# What you will do
Starting at the line that contains "glove with a single point per instance." and ending at the end of the listing, output the listing's lines as a Markdown table with the columns Row and Line, giving each line a row number. Skip blank lines and leave out the pictures.

# Source records
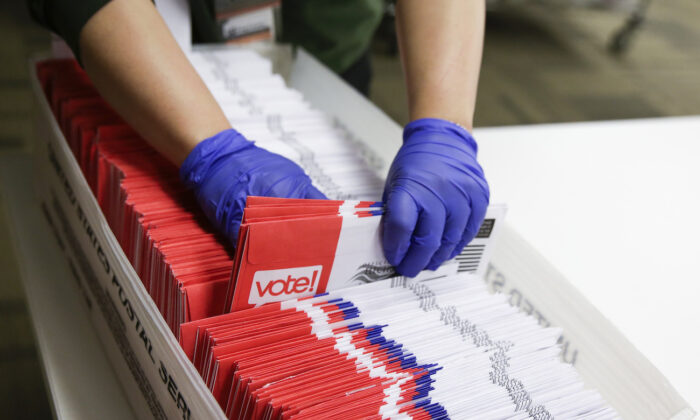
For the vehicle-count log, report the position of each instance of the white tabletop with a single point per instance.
(615, 207)
(79, 378)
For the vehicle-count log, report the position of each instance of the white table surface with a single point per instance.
(80, 380)
(615, 207)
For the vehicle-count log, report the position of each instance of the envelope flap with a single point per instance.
(293, 240)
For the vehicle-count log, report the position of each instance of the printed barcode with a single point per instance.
(470, 257)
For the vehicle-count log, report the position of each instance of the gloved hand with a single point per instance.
(436, 196)
(226, 168)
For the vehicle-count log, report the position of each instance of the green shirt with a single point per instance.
(337, 32)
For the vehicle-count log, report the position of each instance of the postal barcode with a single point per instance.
(470, 258)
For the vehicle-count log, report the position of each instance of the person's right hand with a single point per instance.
(226, 168)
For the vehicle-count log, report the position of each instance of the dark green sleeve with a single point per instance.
(65, 17)
(336, 32)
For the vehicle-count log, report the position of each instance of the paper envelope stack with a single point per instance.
(340, 336)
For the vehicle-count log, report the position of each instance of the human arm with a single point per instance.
(136, 65)
(138, 68)
(436, 194)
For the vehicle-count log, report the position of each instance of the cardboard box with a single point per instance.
(159, 380)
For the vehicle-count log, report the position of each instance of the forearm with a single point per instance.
(441, 43)
(133, 60)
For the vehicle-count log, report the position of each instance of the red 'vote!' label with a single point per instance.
(283, 284)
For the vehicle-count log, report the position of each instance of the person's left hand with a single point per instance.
(436, 196)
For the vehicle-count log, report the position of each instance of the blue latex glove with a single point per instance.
(225, 169)
(436, 196)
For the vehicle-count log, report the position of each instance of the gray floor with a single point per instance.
(540, 65)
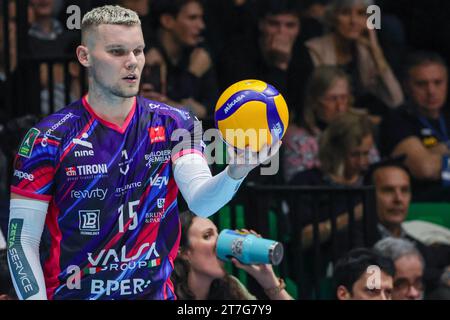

# Full output
| Row | Line |
|---|---|
| 1 | For the vehicle-count log, report the position of each instance of the blue latex glove with a single point per instance. |
| 2 | (225, 169) |
| 3 | (436, 196) |
| 4 | For the vehicle-count log, report the position of each instance of the gray floor with a single point per instance. |
| 5 | (540, 65) |